Reproduce every one of the items below word for word, omitting the pictures.
Start of MATERIAL FOR THIS TASK
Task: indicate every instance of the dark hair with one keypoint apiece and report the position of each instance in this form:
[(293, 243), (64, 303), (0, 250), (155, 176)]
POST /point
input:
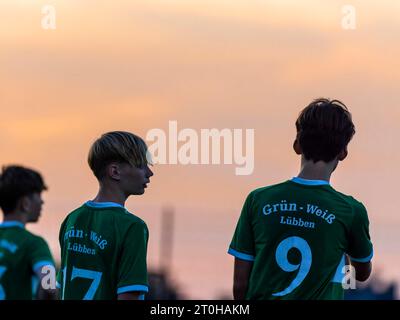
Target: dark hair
[(324, 129), (17, 182), (118, 146)]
End of MATERIAL FOR THIS TASK
## SOLUTION TO THIS EXERCISE
Task: indicate every instance of the dark hair with one keypoint apiece and report the position of each instance in this form:
[(293, 243), (64, 303), (0, 250), (155, 176)]
POST /point
input:
Target: dark hair
[(324, 129), (17, 182), (118, 146)]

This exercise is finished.